* **DO THIS**
Return exactly the span of lines that opens with the line containing "indicate the background" and closes with the last line of the data, inclusive.

# START OF EXCERPTED DATA

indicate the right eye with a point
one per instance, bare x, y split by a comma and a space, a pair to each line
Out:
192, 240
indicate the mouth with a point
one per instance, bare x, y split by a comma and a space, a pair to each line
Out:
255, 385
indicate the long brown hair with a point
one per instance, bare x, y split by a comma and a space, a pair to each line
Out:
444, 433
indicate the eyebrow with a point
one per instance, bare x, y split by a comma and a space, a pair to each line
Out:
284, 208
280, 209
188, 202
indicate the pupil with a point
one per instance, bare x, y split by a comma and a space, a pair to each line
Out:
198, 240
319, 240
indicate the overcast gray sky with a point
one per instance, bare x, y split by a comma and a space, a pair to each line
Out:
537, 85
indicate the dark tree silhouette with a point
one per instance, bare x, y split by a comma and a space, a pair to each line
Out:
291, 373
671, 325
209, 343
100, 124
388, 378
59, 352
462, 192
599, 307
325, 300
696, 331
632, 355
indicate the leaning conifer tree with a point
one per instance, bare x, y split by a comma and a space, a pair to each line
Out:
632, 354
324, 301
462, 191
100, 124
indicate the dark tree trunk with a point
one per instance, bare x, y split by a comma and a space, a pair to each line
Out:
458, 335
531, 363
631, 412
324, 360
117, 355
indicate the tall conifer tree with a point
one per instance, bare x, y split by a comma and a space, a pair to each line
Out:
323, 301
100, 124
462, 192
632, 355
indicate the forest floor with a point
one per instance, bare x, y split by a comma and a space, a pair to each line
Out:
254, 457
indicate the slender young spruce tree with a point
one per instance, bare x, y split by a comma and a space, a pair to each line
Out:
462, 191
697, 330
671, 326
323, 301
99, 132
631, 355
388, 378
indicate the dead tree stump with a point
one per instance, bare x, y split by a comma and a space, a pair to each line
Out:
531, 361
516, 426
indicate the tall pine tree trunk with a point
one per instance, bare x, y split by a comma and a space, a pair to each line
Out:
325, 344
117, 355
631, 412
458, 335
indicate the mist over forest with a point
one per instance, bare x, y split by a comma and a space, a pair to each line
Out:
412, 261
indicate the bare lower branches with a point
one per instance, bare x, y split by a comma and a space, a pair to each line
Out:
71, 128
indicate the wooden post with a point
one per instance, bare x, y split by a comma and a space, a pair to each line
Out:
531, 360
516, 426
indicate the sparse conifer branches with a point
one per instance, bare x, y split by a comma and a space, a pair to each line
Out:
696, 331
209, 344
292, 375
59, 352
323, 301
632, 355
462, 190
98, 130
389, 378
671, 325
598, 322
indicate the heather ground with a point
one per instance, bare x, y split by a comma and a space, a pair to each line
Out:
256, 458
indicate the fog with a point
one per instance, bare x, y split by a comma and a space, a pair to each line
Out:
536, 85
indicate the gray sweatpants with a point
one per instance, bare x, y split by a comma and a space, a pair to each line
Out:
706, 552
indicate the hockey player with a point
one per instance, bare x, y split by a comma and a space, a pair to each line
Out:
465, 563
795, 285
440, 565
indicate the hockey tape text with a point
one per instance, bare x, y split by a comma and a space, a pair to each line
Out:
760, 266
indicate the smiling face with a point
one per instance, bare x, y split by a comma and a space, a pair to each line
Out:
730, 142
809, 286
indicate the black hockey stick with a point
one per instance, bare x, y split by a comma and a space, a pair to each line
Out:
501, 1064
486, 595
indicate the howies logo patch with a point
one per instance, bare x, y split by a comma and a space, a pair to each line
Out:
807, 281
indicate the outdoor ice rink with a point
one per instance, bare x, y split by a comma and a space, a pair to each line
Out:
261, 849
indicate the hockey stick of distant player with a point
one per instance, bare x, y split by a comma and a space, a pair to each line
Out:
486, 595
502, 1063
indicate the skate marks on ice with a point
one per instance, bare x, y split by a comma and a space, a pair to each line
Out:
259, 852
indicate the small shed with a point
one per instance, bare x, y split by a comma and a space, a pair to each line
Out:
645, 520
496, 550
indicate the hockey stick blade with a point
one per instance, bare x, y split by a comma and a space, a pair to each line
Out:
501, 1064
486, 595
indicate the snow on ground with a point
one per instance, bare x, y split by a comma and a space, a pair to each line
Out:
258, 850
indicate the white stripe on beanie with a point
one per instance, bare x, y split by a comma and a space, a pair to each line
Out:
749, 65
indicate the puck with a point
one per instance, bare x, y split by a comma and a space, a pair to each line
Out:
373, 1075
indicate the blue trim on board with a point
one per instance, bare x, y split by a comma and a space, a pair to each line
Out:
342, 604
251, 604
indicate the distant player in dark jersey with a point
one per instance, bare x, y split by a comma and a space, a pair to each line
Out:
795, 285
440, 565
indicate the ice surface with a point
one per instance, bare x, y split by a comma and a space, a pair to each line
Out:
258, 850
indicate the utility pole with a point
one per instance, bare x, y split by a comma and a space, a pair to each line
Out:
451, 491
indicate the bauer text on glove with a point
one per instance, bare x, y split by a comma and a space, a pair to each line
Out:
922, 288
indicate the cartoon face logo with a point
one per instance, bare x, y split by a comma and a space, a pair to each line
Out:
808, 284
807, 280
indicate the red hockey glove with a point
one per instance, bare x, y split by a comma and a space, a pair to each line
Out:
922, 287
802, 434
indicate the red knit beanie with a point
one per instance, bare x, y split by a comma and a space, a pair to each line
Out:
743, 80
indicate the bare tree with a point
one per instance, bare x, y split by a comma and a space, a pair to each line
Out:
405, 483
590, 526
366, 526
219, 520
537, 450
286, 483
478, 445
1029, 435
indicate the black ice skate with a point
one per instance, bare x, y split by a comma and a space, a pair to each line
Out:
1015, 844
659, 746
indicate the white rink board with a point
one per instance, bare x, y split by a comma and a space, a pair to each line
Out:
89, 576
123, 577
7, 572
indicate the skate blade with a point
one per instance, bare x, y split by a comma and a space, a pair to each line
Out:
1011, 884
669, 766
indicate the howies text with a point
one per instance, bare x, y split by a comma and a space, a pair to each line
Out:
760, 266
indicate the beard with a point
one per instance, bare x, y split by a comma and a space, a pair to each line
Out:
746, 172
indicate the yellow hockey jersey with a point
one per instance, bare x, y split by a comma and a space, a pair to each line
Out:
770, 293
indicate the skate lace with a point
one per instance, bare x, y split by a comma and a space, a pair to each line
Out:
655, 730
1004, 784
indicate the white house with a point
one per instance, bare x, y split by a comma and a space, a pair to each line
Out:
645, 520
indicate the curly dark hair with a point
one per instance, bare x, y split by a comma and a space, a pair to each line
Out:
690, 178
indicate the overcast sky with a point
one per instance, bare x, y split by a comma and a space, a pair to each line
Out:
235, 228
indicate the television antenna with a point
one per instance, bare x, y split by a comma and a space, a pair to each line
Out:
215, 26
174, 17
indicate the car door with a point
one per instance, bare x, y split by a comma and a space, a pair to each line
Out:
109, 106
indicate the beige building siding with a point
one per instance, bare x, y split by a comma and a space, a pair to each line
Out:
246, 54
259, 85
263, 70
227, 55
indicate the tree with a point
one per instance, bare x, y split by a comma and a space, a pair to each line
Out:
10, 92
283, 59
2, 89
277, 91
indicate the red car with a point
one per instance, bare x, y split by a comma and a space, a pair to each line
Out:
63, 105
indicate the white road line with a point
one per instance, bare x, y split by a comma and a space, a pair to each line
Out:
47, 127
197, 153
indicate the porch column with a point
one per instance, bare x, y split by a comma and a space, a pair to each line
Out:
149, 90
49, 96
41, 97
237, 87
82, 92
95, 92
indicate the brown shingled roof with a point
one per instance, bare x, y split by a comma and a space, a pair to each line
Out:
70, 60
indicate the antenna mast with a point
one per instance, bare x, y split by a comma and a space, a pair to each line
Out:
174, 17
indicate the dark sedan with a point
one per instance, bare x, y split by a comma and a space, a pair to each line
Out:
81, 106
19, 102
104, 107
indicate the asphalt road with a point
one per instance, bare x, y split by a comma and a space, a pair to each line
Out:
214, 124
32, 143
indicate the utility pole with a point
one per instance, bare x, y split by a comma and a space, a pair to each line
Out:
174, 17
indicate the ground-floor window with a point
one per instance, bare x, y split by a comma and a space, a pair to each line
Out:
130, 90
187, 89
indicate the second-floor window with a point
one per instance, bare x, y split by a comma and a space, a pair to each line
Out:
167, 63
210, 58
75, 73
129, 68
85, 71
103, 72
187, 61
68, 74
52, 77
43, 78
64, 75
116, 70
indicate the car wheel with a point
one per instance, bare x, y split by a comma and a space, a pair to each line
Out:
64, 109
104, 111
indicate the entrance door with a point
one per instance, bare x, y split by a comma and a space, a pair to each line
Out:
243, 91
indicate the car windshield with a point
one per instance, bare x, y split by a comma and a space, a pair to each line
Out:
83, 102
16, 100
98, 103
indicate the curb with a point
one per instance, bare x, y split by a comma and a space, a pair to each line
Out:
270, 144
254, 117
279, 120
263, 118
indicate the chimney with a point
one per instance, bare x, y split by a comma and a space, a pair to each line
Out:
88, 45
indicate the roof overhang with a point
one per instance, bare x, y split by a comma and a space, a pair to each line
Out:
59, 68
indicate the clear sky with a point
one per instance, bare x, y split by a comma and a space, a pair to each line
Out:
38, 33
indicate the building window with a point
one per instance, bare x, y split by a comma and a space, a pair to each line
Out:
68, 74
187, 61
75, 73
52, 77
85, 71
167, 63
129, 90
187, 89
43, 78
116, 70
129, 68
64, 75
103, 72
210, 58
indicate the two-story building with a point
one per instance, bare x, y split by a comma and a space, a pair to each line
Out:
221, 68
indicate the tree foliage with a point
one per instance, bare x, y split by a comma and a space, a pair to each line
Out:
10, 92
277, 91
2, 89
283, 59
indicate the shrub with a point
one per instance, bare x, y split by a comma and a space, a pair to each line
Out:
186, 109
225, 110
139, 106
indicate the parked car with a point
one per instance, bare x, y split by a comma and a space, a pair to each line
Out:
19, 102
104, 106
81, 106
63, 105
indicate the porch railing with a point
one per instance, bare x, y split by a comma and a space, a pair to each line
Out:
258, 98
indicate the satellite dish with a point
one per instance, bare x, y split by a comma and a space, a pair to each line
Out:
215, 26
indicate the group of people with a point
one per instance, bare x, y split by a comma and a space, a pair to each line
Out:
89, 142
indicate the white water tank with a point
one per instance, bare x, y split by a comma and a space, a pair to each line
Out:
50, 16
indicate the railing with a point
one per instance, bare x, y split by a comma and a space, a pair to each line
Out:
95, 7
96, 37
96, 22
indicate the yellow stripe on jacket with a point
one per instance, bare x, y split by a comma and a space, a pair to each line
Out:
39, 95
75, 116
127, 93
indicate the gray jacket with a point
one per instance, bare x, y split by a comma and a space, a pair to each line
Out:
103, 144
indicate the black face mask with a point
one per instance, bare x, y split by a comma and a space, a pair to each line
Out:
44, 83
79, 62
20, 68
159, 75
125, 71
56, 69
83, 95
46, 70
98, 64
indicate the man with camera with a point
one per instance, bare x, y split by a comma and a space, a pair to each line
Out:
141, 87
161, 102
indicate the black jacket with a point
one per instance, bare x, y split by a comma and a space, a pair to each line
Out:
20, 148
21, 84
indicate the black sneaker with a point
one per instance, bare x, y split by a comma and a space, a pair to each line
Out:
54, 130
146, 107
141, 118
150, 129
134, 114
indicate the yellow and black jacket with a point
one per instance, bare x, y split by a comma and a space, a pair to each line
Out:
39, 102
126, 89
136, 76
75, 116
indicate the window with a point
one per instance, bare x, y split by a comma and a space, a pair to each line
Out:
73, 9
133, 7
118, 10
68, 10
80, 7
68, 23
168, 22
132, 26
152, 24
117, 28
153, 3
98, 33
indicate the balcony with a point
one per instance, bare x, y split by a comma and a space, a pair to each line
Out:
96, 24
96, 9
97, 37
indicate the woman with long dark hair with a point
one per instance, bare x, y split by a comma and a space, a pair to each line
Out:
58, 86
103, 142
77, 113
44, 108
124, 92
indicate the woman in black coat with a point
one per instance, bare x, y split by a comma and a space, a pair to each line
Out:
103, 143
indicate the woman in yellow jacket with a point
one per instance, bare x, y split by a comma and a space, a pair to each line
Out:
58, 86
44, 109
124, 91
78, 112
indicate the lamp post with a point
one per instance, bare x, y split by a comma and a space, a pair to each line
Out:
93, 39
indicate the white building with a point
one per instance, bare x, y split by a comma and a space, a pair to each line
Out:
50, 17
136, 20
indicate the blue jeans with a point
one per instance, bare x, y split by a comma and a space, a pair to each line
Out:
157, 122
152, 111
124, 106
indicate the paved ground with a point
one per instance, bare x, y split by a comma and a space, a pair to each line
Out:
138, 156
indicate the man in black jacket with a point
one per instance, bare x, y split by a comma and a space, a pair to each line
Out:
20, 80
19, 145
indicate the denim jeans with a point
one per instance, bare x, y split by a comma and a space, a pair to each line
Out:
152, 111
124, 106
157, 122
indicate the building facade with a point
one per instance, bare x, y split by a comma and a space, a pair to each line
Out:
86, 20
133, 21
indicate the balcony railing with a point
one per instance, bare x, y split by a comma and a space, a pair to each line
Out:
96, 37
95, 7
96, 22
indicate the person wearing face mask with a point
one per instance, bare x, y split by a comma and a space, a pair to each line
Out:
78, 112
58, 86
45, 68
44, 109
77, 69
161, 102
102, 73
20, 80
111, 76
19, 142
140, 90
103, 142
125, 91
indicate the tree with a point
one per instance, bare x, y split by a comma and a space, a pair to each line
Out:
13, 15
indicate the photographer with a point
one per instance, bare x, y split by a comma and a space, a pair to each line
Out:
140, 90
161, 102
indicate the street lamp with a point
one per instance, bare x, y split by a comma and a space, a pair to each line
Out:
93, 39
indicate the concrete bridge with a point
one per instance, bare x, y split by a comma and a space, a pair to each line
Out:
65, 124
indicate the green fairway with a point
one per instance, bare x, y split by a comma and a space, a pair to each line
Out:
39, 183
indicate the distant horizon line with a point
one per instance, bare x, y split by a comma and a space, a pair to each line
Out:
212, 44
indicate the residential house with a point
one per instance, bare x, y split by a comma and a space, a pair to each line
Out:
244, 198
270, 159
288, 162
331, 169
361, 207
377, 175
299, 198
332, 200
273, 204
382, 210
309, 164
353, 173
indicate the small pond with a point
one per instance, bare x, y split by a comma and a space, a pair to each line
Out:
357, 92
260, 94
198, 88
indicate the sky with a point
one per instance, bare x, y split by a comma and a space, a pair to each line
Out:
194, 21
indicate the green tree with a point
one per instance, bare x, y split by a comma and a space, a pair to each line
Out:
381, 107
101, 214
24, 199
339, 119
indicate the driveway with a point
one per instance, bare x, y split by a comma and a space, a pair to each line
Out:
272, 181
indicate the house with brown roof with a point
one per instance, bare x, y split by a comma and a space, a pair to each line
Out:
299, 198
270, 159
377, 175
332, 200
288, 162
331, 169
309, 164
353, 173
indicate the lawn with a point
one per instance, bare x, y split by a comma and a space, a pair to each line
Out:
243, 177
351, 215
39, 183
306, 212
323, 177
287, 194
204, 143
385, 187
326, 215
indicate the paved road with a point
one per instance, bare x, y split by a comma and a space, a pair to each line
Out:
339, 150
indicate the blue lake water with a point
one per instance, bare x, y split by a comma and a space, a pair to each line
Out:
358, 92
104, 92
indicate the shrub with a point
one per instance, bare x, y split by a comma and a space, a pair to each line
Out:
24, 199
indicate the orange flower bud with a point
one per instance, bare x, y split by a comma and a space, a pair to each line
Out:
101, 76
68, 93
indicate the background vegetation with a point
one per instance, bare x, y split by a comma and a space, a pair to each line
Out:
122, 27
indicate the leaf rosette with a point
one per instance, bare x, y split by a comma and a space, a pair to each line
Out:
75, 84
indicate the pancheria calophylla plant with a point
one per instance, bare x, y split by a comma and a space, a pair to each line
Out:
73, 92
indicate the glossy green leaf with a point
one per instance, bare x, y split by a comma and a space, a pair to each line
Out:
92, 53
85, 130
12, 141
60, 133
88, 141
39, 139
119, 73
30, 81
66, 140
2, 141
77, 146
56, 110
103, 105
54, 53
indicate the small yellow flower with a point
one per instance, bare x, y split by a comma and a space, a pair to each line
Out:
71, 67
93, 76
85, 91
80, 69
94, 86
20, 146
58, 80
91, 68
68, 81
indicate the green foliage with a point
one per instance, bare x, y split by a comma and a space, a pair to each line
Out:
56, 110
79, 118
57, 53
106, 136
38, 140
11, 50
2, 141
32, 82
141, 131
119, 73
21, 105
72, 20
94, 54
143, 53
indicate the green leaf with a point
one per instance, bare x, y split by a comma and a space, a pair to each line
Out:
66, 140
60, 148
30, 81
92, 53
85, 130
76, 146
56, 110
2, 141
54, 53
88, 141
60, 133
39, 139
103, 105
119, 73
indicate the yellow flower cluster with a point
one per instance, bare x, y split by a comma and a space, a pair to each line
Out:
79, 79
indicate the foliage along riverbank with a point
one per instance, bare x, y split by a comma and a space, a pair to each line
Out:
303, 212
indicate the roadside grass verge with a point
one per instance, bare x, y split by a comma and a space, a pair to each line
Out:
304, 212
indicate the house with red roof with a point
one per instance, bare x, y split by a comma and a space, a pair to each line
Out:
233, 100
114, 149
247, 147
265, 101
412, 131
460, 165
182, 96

# END OF EXCERPTED DATA

* **SOLVED EXERCISE**
indicate the background vegetation with a point
one per instance, bare x, y split by a comma and a space, a pair to each line
Out:
122, 27
indicate the leaf rosette with a point
one per instance, bare x, y split by a comma and a space, a pair to each line
Out:
75, 84
indicate the pancheria calophylla plant with a point
one per instance, bare x, y split by a comma and a space, a pair to each line
Out:
73, 92
indicate the glossy green leaf with a point
one per instance, bare x, y split by a comma and a space, a pair to each line
Out:
92, 53
85, 130
12, 141
60, 133
88, 141
39, 139
119, 73
30, 81
66, 140
2, 141
77, 146
56, 110
103, 105
54, 53
indicate the small yellow flower with a point
one per instance, bare x, y split by a comma and a space, a pair to each line
Out:
71, 67
93, 76
85, 91
80, 69
94, 86
20, 146
58, 80
91, 68
68, 81
indicate the green foliage with a point
one per instance, bare x, y split by a comma and a space, a pair to each line
Out:
56, 110
79, 118
57, 53
106, 136
38, 140
11, 50
2, 141
32, 82
141, 131
119, 73
21, 105
72, 20
94, 54
143, 53
indicate the green leaf with a point
one per instance, bare x, y split by a comma and a space, a pair to each line
Out:
66, 140
60, 148
30, 81
92, 53
85, 130
76, 146
56, 110
2, 141
54, 53
88, 141
60, 133
39, 139
103, 105
119, 73
indicate the yellow flower cluster with a point
one per instance, bare x, y split by a comma and a space, a pair to each line
Out:
79, 79
indicate the foliage along riverbank with a point
one per instance, bare x, y split by a comma and a space, a pair to each line
Out:
303, 212
indicate the roadside grass verge with a point
one per instance, bare x, y split by a comma and a space, a pair to each line
Out:
304, 212
indicate the house with red roof with a point
one per instance, bare x, y split by a comma and a space, a pair to each line
Out:
233, 100
114, 149
247, 147
265, 101
412, 131
460, 165
182, 96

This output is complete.